● **SUPPLIED ENTRIES**
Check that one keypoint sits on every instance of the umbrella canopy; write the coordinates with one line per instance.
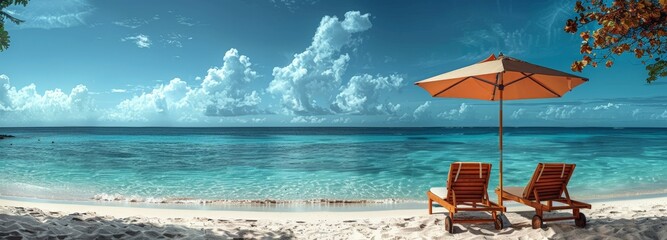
(501, 78)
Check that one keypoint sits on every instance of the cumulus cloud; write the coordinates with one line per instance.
(518, 113)
(53, 14)
(423, 111)
(131, 23)
(362, 93)
(307, 119)
(141, 40)
(559, 112)
(156, 104)
(607, 106)
(315, 74)
(28, 105)
(461, 112)
(223, 91)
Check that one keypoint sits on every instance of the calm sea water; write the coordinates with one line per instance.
(302, 164)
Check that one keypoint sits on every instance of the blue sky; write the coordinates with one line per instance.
(297, 63)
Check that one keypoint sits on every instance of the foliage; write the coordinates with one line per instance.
(4, 35)
(635, 26)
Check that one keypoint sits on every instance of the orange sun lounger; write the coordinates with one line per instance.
(548, 184)
(466, 191)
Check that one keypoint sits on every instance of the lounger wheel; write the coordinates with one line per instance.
(449, 227)
(581, 221)
(498, 222)
(537, 222)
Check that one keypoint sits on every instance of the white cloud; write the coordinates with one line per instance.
(659, 116)
(456, 113)
(495, 39)
(518, 113)
(174, 39)
(314, 75)
(27, 105)
(141, 40)
(157, 104)
(560, 112)
(53, 14)
(131, 23)
(293, 5)
(362, 93)
(607, 106)
(224, 91)
(307, 119)
(343, 120)
(184, 21)
(422, 112)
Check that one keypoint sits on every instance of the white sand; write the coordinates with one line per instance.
(622, 219)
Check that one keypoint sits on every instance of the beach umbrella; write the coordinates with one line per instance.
(498, 79)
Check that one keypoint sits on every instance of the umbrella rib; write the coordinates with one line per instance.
(495, 86)
(483, 80)
(545, 87)
(453, 85)
(525, 76)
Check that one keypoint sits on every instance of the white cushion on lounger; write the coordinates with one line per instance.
(440, 192)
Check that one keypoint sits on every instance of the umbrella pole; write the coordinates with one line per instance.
(500, 136)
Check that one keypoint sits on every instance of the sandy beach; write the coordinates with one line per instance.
(644, 218)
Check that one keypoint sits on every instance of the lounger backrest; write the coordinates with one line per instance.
(549, 180)
(468, 180)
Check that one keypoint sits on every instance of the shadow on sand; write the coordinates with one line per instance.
(35, 224)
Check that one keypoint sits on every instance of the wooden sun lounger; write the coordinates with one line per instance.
(466, 191)
(548, 183)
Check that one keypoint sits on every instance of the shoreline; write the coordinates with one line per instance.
(640, 218)
(272, 212)
(312, 205)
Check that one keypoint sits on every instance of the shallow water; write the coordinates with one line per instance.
(309, 164)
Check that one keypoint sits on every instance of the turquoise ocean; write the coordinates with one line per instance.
(312, 166)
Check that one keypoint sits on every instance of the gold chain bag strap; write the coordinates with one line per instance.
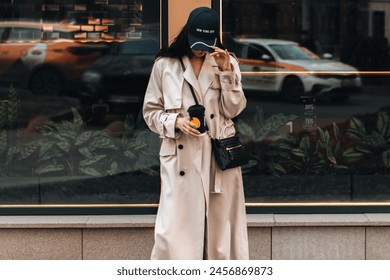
(229, 152)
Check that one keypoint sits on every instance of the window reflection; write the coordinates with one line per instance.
(73, 78)
(320, 126)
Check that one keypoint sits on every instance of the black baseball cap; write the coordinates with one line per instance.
(203, 29)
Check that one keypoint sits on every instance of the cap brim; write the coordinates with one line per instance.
(201, 44)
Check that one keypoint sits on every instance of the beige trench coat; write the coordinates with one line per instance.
(201, 213)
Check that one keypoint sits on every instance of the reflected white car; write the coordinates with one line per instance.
(284, 68)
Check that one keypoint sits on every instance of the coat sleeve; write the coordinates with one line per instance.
(233, 100)
(156, 117)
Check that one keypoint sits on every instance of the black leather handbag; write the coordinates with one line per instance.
(228, 152)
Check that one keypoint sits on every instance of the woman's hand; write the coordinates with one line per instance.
(185, 126)
(222, 58)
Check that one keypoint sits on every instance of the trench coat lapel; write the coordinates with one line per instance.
(206, 75)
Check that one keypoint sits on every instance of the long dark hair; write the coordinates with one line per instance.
(180, 46)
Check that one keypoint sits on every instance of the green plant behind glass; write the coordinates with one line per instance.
(371, 143)
(68, 149)
(320, 152)
(9, 110)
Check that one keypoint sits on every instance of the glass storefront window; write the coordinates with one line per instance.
(318, 89)
(72, 79)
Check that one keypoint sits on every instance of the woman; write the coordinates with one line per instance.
(202, 212)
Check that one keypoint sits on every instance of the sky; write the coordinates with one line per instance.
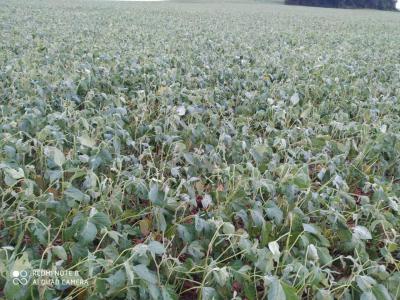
(397, 5)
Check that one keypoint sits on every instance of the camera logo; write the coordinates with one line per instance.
(20, 277)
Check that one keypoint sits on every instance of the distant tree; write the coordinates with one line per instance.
(374, 4)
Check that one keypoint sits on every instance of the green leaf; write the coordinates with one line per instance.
(156, 248)
(89, 232)
(156, 196)
(75, 194)
(60, 252)
(12, 176)
(116, 281)
(365, 283)
(55, 155)
(381, 293)
(275, 290)
(368, 295)
(145, 274)
(311, 229)
(101, 219)
(290, 292)
(361, 233)
(86, 141)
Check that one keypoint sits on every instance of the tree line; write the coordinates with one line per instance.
(374, 4)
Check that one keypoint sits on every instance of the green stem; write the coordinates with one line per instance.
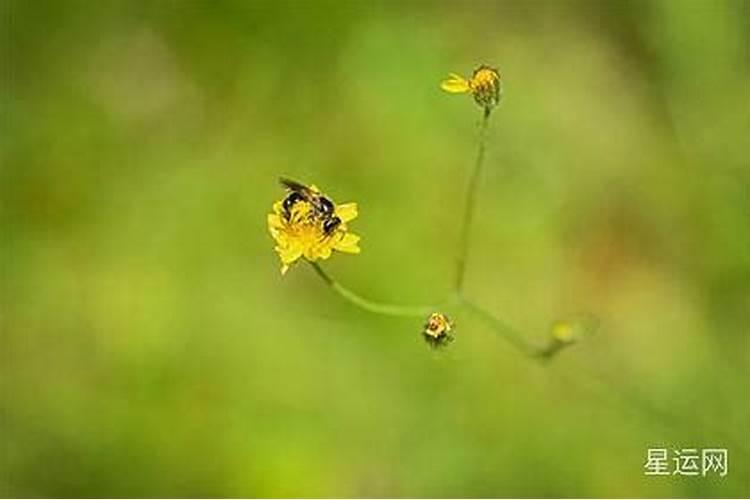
(371, 305)
(504, 330)
(469, 206)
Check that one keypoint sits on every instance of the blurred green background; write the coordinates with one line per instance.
(149, 345)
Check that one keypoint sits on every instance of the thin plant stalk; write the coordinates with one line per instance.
(470, 204)
(371, 305)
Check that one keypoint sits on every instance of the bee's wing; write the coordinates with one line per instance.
(297, 187)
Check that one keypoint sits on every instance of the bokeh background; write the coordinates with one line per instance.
(149, 345)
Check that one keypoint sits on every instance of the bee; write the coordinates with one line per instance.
(323, 208)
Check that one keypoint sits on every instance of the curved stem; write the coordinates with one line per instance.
(371, 305)
(470, 203)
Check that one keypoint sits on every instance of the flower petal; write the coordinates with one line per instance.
(455, 84)
(347, 211)
(290, 253)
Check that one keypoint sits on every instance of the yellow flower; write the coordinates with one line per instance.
(485, 85)
(437, 329)
(563, 332)
(300, 231)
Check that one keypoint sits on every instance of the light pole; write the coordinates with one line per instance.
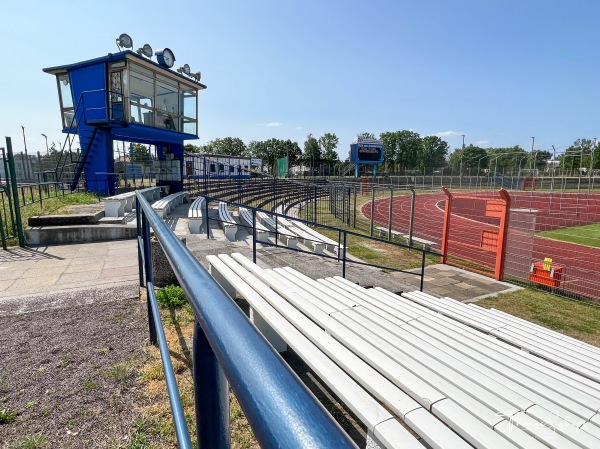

● **SET EXERCISE**
Turn every line in the entries above into a numbered list, skipping blank lines and leaving out the pictures.

● **CORRECT OUTPUT**
1. Check that one keypoint sits on every instance of the umbrella canopy; write the coordinates with one line per instance.
2. (501, 78)
3. Check that one keypoint sits on every instance of the cumulus cloud; write the coordinates with one line per instance.
4. (518, 113)
5. (53, 14)
6. (423, 111)
7. (131, 23)
8. (362, 93)
9. (307, 119)
10. (141, 40)
11. (559, 112)
12. (156, 104)
13. (607, 106)
14. (315, 74)
15. (28, 105)
16. (461, 112)
17. (223, 91)
18. Check that one keypoint sits on every instance of the calm sea water; write the coordinates with one line per instance.
19. (302, 164)
20. Check that one keypoint sits on every instance of the blue sky; write the coordinates with one line per instance.
21. (297, 63)
22. Check that one keypoint sits on every instance of the foliage; write the coordinates with one line per instance.
23. (4, 35)
24. (635, 26)
25. Check that one keypoint sits on every instance of the orange sun lounger; write the coordinates with one line per instance.
26. (548, 184)
27. (466, 191)
28. Check that one keypoint sits on every instance of the lounger wheel; write the coordinates with one line per instance.
29. (449, 227)
30. (581, 221)
31. (498, 222)
32. (537, 222)
33. Check that one keypoint sits on every instance of the white cloud; write the coordinates with one line per instance.
34. (659, 116)
35. (456, 113)
36. (495, 39)
37. (518, 113)
38. (174, 39)
39. (314, 75)
40. (27, 105)
41. (141, 40)
42. (157, 104)
43. (560, 112)
44. (53, 14)
45. (131, 23)
46. (293, 5)
47. (362, 93)
48. (607, 106)
49. (224, 91)
50. (307, 119)
51. (343, 120)
52. (184, 21)
53. (422, 112)
54. Check that one keypoint sits on every instance of the white sand; write the coordinates with one line per instance.
55. (622, 219)
56. Check that one keypoint sits on every instance of the beach umbrella; write the coordinates with one line per instance.
57. (498, 79)
58. Check that one keypoint sits on every instance of the umbrella rib; write the coordinates with one line per instance.
59. (495, 86)
60. (483, 80)
61. (545, 87)
62. (453, 85)
63. (525, 76)
64. Check that one keypoint sits on every instance of the white cushion on lounger; write the coordinates with one line per instance.
65. (440, 192)
66. Check that one keypoint sits on every instance of the umbrella pole; write the coordinates with one line per instance.
67. (500, 136)
68. Check that one keypoint sits on every instance of the sandy beach; write the coordinates with one line per instance.
69. (644, 218)
70. Check that one keypoint sits on every instance of the lounger backrest; write the coordinates with one line per instance.
71. (549, 180)
72. (468, 180)
73. Check that one keypoint sits on every instance of the shadow on sand; write the coordinates with one line per instance.
74. (35, 224)
75. Check that one keypoint sits on every instance of the wooden sun lounger; write the coordinates with one line per instance.
76. (466, 191)
77. (548, 183)
78. Check that one keypoint sits on every instance of the shoreline; write the coordinates with one line per instance.
79. (640, 218)
80. (272, 212)
81. (312, 205)
82. Check that one keypoint sits on every instance of the shallow water; write the coordinates with one line per instance.
83. (309, 164)
84. Check that one keypoint sits on every instance of the turquoise ocean; write the coordinates with one line per instance.
85. (312, 166)
86. Check that one keypoint sits on every instance of the gold chain bag strap; write the coordinates with one line per instance.
87. (229, 152)
88. Check that one keypoint sits on every instance of the window reflection; write the coordinates with one line per instance.
89. (73, 78)
90. (320, 126)
91. Check that one keypoint sits on every instance of the black baseball cap; write the coordinates with one line per instance.
92. (203, 29)
93. Check that one keypoint sits on every instance of the cap brim; write the coordinates with one line per instance.
94. (201, 44)
95. Check that one keypoint sits on every instance of the beige trench coat; write the coordinates with one line per instance.
96. (201, 213)
97. Check that one keypoint sits on every instance of the reflected white car; write the coordinates with one line per instance.
98. (284, 68)
99. Check that one keypoint sits on every instance of the coat sleeve; write the coordinates with one line per instance.
100. (233, 100)
101. (156, 117)
102. Check that one keypoint sits on every instance of the black leather handbag; write the coordinates with one line per instance.
103. (228, 152)
104. Check that one keypoint sits on every instance of the woman's hand; write the coordinates with one line per instance.
105. (185, 126)
106. (222, 58)
107. Check that one keypoint sits on every instance of the trench coat lapel; write the coordinates with one line per instance.
108. (206, 75)
109. Check that one keypoint sits on every instance of the long dark hair; write the coordinates with one line per instance.
110. (180, 46)
111. Check that one keypoint sits on every instance of the green plant behind glass; write the coordinates with one line per instance.
112. (371, 143)
113. (68, 149)
114. (320, 152)
115. (9, 110)
116. Check that one keypoint sits on every instance of the glass storefront window; write the coordinates with one line per instance.
117. (318, 89)
118. (72, 79)
119. Check that one keypoint sits on every instance of the woman; write the coordinates with one line per instance.
120. (202, 212)
121. Check that one keypoint sits on every instance of the sky; write the coordinates with one line per instance.
122. (397, 5)
123. Check that one keypoint sits on every instance of the camera logo; write the coordinates with one line per instance.
124. (20, 277)
125. Check that one keypoint sits on every instance of the distant tree; write the coordinates with one line per instance.
126. (374, 4)
127. Check that one keypoint sits on every instance of the green leaf; write the coordinates with one line per instance.
128. (156, 248)
129. (89, 232)
130. (156, 196)
131. (75, 194)
132. (60, 252)
133. (12, 176)
134. (116, 281)
135. (365, 283)
136. (55, 155)
137. (381, 293)
138. (275, 290)
139. (368, 295)
140. (145, 274)
141. (311, 229)
142. (101, 219)
143. (290, 292)
144. (361, 233)
145. (86, 141)
146. Check that one keypoint sits on every instance of the tree line; write the coordinates with one line per instance.
147. (374, 4)
148. Check that one keypoint sits on every instance of the green stem; write the coordinates with one line per instance.
149. (371, 305)
150. (504, 330)
151. (469, 206)
152. Check that one keypoint sits on every instance of the blurred green background; write the coordinates with one line per instance.
153. (149, 345)
154. Check that one keypoint sits on every instance of the thin plant stalk; write the coordinates with one line per instance.
155. (470, 204)
156. (371, 305)
157. Check that one keypoint sits on every instance of the bee's wing; write the coordinates with one line per instance.
158. (297, 187)
159. Check that one keypoint sits on every instance of the bokeh background; write the coordinates with one line per instance.
160. (149, 345)
161. Check that one keypoint sits on every instance of the bee; write the coordinates with one line per instance.
162. (323, 208)
163. Check that one keypoint sits on every instance of the curved stem; write the coordinates with one line per instance.
164. (371, 305)
165. (470, 203)
166. Check that one keypoint sits on every instance of the flower petal; write the coordinates with one line per instance.
167. (455, 84)
168. (347, 211)
169. (290, 253)
170. Check that one keypoint sits on every instance of the yellow flower; write the coordinates with one line per instance.
171. (485, 85)
172. (437, 329)
173. (563, 332)
174. (300, 231)
175. Check that one keypoint sits on every instance of the light pole; write the coordinates with one line per instance.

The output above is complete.